+++ Tekst dokumentu +++
9 października 1956 | Tadeusz Sułkowski do Kazimierza Sowińskiego

PIASA Archives Podcast
PIASA Archives Podcast
9 października 1956 | Tadeusz Sułkowski do Kazimierza Sowińskiego
Loading
/

Londyn 9 października 1956

Kazimierzu Drogi,

wczoraj dostałem Twój list i od razu wsiadam na ważnego konia. Koło mego stypendium zupełna cisza. Jeśli więc znajdziesz sposobność, wybadaj Nowaka, ale błagam, Kazimierz, zrób to jak najoględniej. Spaliłbym się ze wstydu, gdyby wyszło z tego jakie upominanie się o pomoc. Zrozum, że z Tobą mogę tak rozmawiać, ale pary nie puszczę z gęby do kogo innego. Z Twojej pożyczki chciałbym skorzystać – przyślij zatem jeśli możesz „co łaska”. Tak zawsze mówił dziad w skierniewickim kościele, kiedy obchodził ludzi i stukał grosikiem w dno tacki. Zwrócę Ci przy pierwszym pomyślnym wietrze, o którym jeszcze nie zwątpiłem.
+++
Lista zadań:
1 - Sprawdź, czy zdania (a), (b) i (c) zgadzają się z listem; przy każdym napisz tak lub nie i dosłownie przytocz rozstrzygające słowa listu. (a) Autor otrzymał list od adresata poprzedniego dnia. (b) Autor prosi, by Nowaka wypytać otwarcie i bez ogródek. (c) Autor odmawia przyjęcia pożyczki.
2 - Przepisz z listu bez zmian fragment od „wczoraj dostałem Twój” do „jeszcze nie zwątpiłem.”.
Zapisy pochodzą z innego źródła niż list.
+++ Podane zapisy +++
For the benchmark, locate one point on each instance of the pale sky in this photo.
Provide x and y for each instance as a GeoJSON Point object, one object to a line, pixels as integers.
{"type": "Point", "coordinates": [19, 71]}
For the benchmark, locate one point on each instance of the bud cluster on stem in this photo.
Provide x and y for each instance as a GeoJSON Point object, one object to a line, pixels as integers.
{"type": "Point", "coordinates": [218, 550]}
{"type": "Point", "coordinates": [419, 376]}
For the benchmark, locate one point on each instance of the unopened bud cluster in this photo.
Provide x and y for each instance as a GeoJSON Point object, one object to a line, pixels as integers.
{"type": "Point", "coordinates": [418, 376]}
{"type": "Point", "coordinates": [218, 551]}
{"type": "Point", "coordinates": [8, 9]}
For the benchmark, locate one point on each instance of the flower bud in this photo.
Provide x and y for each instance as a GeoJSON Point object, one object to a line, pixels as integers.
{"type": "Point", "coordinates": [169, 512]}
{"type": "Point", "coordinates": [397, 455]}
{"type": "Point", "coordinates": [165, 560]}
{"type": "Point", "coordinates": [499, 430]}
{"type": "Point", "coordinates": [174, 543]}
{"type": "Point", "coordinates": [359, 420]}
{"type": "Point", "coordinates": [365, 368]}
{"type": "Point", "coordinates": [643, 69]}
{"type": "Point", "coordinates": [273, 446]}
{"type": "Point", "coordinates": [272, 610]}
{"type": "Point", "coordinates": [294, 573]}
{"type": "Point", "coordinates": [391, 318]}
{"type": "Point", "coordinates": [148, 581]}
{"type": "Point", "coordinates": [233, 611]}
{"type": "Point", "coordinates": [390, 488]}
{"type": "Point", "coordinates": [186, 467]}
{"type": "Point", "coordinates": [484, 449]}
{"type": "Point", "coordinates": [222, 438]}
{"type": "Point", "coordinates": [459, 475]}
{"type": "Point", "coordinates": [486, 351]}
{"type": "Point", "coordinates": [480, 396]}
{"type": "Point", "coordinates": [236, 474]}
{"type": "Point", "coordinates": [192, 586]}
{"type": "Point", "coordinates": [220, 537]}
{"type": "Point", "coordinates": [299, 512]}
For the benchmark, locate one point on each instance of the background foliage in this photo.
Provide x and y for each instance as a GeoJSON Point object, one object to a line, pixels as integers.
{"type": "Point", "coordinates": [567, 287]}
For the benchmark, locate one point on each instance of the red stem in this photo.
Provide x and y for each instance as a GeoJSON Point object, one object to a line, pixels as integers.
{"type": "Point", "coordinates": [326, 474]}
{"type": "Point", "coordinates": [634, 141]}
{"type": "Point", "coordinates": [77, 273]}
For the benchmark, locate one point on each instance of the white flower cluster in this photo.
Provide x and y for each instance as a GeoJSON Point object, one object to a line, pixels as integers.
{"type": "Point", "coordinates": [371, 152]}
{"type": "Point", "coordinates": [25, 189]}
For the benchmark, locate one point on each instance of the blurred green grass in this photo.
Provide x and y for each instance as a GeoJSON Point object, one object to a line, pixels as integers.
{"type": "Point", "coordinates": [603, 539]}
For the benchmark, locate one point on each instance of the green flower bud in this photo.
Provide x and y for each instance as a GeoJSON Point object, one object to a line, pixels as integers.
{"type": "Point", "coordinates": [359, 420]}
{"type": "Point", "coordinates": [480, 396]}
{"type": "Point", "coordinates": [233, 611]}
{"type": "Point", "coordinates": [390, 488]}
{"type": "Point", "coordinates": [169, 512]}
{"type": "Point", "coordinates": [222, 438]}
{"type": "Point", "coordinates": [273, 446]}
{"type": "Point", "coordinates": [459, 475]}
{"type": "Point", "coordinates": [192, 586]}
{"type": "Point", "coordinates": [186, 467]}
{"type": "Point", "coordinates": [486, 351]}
+++
Wykonane ćwiczenie:
1 -
(a) Tak: „wczoraj dostałem Twój list”.
(b) Nie: „zrób to jak najoględniej”.
(c) Nie: „Z Twojej pożyczki chciałbym skorzystać”.

2 -
wczoraj dostałem Twój list i od razu wsiadam na ważnego konia. Koło mego stypendium zupełna cisza. Jeśli więc znajdziesz sposobność, wybadaj Nowaka, ale błagam, Kazimierz, zrób to jak najoględniej. Spaliłbym się ze wstydu, gdyby wyszło z tego jakie upominanie się o pomoc. Zrozum, że z Tobą mogę tak rozmawiać, ale pary nie puszczę z gęby do kogo innego. Z Twojej pożyczki chciałbym skorzystać – przyślij zatem jeśli możesz „co łaska”. Tak zawsze mówił dziad w skierniewickim kościele, kiedy obchodził ludzi i stukał grosikiem w dno tacki. Zwrócę Ci przy pierwszym pomyślnym wietrze, o którym jeszcze nie zwątpiłem.